Exercise prompt:
Please set down the data again exactly, minus the pictures.

Records shown:

################

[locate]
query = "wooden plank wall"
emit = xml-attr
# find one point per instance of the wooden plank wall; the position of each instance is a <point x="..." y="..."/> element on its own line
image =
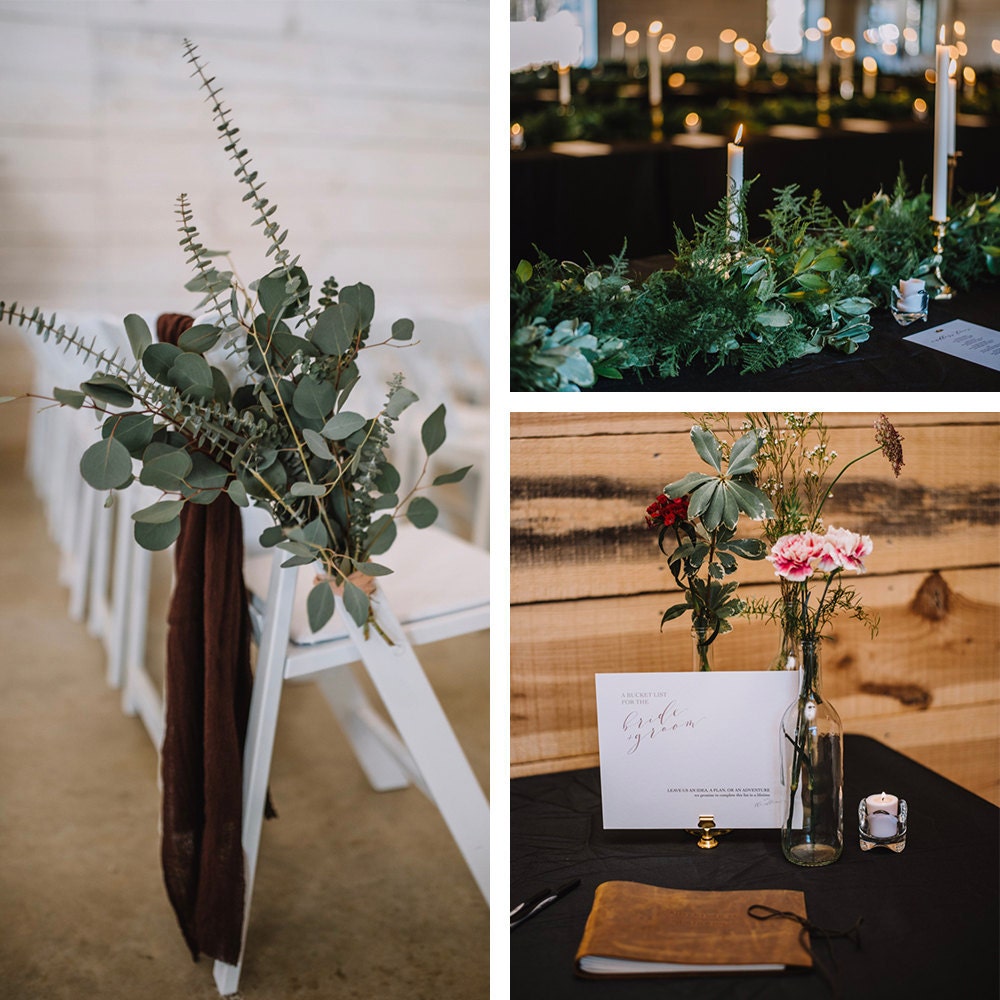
<point x="369" y="122"/>
<point x="588" y="584"/>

################

Response:
[locate]
query = "wooden plank wall"
emit = xml-attr
# find one point per instance of the wooden plank wall; the position of each instance is a <point x="..." y="..."/> element on its own line
image =
<point x="369" y="122"/>
<point x="588" y="584"/>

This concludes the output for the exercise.